Set exercise.
Each entry that follows must be output without any deviation.

Source records.
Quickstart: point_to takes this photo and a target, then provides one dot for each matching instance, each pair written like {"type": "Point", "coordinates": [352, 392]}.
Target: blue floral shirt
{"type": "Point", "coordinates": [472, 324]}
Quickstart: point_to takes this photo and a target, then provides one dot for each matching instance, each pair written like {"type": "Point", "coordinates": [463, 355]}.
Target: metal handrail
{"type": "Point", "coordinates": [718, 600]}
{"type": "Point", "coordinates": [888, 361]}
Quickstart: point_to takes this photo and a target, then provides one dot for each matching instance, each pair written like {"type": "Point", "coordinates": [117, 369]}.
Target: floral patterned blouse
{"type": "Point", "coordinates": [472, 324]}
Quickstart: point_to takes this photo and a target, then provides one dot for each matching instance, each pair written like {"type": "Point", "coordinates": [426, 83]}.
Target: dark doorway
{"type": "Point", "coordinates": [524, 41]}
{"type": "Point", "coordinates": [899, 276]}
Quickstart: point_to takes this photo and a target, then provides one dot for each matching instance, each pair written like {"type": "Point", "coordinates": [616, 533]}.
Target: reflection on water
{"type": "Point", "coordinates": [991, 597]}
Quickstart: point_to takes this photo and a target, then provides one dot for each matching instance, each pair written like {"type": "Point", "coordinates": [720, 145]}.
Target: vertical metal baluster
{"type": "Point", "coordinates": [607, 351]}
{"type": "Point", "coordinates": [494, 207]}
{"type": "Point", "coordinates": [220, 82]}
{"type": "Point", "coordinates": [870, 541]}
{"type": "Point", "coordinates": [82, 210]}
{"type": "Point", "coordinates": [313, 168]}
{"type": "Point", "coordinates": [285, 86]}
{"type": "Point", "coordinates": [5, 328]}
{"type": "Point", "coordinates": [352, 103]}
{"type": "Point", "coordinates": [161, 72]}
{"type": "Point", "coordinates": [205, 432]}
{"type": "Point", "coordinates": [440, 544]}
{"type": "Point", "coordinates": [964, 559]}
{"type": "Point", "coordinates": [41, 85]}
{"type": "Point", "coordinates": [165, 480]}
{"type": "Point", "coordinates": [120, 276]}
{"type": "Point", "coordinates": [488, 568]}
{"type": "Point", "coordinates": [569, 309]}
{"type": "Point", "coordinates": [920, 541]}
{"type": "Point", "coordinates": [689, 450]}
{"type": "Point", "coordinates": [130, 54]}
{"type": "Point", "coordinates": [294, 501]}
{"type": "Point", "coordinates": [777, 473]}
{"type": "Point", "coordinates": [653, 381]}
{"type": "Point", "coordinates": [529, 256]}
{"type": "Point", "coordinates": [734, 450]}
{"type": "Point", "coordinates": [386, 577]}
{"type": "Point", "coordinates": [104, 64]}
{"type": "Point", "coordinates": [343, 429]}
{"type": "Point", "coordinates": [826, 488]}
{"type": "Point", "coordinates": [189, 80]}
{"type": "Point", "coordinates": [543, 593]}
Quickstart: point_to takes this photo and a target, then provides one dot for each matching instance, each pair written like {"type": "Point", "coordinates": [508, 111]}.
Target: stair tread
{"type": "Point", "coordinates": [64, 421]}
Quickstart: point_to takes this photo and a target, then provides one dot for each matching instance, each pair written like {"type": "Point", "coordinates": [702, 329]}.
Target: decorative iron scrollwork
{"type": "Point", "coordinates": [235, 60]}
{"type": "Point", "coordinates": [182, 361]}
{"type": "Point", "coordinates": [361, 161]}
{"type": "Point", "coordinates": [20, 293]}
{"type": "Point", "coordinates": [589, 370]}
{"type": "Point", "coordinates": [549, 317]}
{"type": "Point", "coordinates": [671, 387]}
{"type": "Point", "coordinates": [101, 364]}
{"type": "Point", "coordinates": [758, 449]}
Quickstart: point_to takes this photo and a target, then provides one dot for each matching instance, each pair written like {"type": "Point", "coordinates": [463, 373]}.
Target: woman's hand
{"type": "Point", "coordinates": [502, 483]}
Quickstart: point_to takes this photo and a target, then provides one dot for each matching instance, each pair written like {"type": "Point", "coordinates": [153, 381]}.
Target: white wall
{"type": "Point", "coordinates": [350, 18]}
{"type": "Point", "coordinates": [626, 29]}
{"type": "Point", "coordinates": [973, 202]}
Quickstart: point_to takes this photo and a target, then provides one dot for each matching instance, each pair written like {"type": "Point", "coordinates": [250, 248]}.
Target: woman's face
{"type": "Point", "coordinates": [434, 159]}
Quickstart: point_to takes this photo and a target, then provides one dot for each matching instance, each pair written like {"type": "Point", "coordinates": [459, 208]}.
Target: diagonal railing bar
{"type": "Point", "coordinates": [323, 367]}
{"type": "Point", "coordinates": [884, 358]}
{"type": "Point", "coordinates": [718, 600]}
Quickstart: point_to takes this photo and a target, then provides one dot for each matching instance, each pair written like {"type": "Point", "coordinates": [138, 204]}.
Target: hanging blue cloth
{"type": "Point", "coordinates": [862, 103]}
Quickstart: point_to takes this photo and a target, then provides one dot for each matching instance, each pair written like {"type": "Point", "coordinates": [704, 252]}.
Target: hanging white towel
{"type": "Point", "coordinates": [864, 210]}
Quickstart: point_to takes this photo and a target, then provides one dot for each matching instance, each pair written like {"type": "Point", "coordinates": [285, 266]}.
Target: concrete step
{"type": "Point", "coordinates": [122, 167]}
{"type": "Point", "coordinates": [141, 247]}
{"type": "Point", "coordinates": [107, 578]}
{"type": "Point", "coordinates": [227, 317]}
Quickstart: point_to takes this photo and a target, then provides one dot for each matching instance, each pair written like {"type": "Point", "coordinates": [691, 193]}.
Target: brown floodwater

Solution to this problem.
Quickstart: point_to takes this photo and a target, then provides one dot for each matching instance, each pair written like {"type": "Point", "coordinates": [352, 392]}.
Target: blue floral shirt
{"type": "Point", "coordinates": [472, 324]}
Quickstart: point_to takes this photo and a target, then provides one dot for each matching instance, each pair written like {"type": "Point", "coordinates": [463, 355]}.
Target: metal handrail
{"type": "Point", "coordinates": [718, 600]}
{"type": "Point", "coordinates": [888, 361]}
Quickstart: point_to takes this photo and a target, then provides one dot for each matching instance, each pair written like {"type": "Point", "coordinates": [117, 369]}.
Target: floral patterned blouse
{"type": "Point", "coordinates": [472, 324]}
Quickstart: point_to takes this photo and a target, then provides one dot for each matching instance, each pair written like {"type": "Point", "coordinates": [426, 83]}.
Target: dark doorway
{"type": "Point", "coordinates": [524, 41]}
{"type": "Point", "coordinates": [899, 276]}
Quickstart: point_to takes this photo and a target, then provides one dot for each matching instance, each pair written like {"type": "Point", "coordinates": [616, 533]}.
Target: reflection on water
{"type": "Point", "coordinates": [991, 597]}
Quickstart: point_to takes this photo and a target, then provides one dot for each matching instance, each pair written like {"type": "Point", "coordinates": [720, 145]}.
Target: vertical metal baluster
{"type": "Point", "coordinates": [607, 351]}
{"type": "Point", "coordinates": [494, 207]}
{"type": "Point", "coordinates": [220, 82]}
{"type": "Point", "coordinates": [870, 541]}
{"type": "Point", "coordinates": [82, 210]}
{"type": "Point", "coordinates": [313, 168]}
{"type": "Point", "coordinates": [285, 86]}
{"type": "Point", "coordinates": [5, 328]}
{"type": "Point", "coordinates": [352, 103]}
{"type": "Point", "coordinates": [161, 72]}
{"type": "Point", "coordinates": [205, 432]}
{"type": "Point", "coordinates": [440, 544]}
{"type": "Point", "coordinates": [964, 559]}
{"type": "Point", "coordinates": [41, 85]}
{"type": "Point", "coordinates": [165, 480]}
{"type": "Point", "coordinates": [120, 276]}
{"type": "Point", "coordinates": [488, 568]}
{"type": "Point", "coordinates": [569, 309]}
{"type": "Point", "coordinates": [920, 541]}
{"type": "Point", "coordinates": [689, 450]}
{"type": "Point", "coordinates": [130, 54]}
{"type": "Point", "coordinates": [294, 501]}
{"type": "Point", "coordinates": [777, 473]}
{"type": "Point", "coordinates": [653, 381]}
{"type": "Point", "coordinates": [529, 256]}
{"type": "Point", "coordinates": [734, 450]}
{"type": "Point", "coordinates": [386, 577]}
{"type": "Point", "coordinates": [104, 64]}
{"type": "Point", "coordinates": [343, 429]}
{"type": "Point", "coordinates": [826, 488]}
{"type": "Point", "coordinates": [189, 80]}
{"type": "Point", "coordinates": [543, 593]}
Quickstart: point_to takes this photo and a target, then provides one dot for each matching instance, each pair written like {"type": "Point", "coordinates": [508, 111]}.
Target: stair tread
{"type": "Point", "coordinates": [64, 421]}
Quickstart: point_to takes this photo and a target, then provides one dot for each matching instance, each pair written like {"type": "Point", "coordinates": [702, 329]}.
Target: decorative iron scrollwork
{"type": "Point", "coordinates": [235, 60]}
{"type": "Point", "coordinates": [182, 361]}
{"type": "Point", "coordinates": [361, 161]}
{"type": "Point", "coordinates": [20, 293]}
{"type": "Point", "coordinates": [589, 370]}
{"type": "Point", "coordinates": [549, 317]}
{"type": "Point", "coordinates": [671, 387]}
{"type": "Point", "coordinates": [101, 364]}
{"type": "Point", "coordinates": [758, 449]}
Quickstart: point_to takes this photo and a target, then provides one dot for each matching instance, each pair written like {"type": "Point", "coordinates": [463, 373]}.
Target: woman's hand
{"type": "Point", "coordinates": [502, 483]}
Quickstart: point_to takes this photo and a target, then provides one dot for each matching instance, each pair written like {"type": "Point", "coordinates": [153, 381]}.
Target: white wall
{"type": "Point", "coordinates": [350, 18]}
{"type": "Point", "coordinates": [626, 29]}
{"type": "Point", "coordinates": [973, 202]}
Quickstart: point_to takes this photo and a target, then provides one dot for each matching instance, each pair written like {"type": "Point", "coordinates": [250, 248]}.
Target: woman's face
{"type": "Point", "coordinates": [434, 159]}
Quickstart: point_to takes this photo and a target, then provides one dot for each matching instance, each pair written like {"type": "Point", "coordinates": [459, 208]}.
Target: diagonal railing bar
{"type": "Point", "coordinates": [323, 367]}
{"type": "Point", "coordinates": [884, 358]}
{"type": "Point", "coordinates": [718, 600]}
Quickstart: point_to takes this photo and a target, then provides one dot for each matching instance, each pair written like {"type": "Point", "coordinates": [138, 204]}.
Target: hanging blue cloth
{"type": "Point", "coordinates": [862, 103]}
Quickstart: point_to takes this photo and a target, then provides one dot for each matching instance, each pair written like {"type": "Point", "coordinates": [704, 252]}.
Target: hanging white towel
{"type": "Point", "coordinates": [864, 210]}
Quickstart: point_to takes this photo and a target, then provides one dot for each matching instance, each pair written like {"type": "Point", "coordinates": [285, 266]}.
Target: concrete step
{"type": "Point", "coordinates": [122, 167]}
{"type": "Point", "coordinates": [141, 247]}
{"type": "Point", "coordinates": [107, 578]}
{"type": "Point", "coordinates": [227, 317]}
Quickstart: point_to takes this photo and a target, then provides one dot for each matching instance, each pair written like {"type": "Point", "coordinates": [691, 193]}.
Target: brown floodwater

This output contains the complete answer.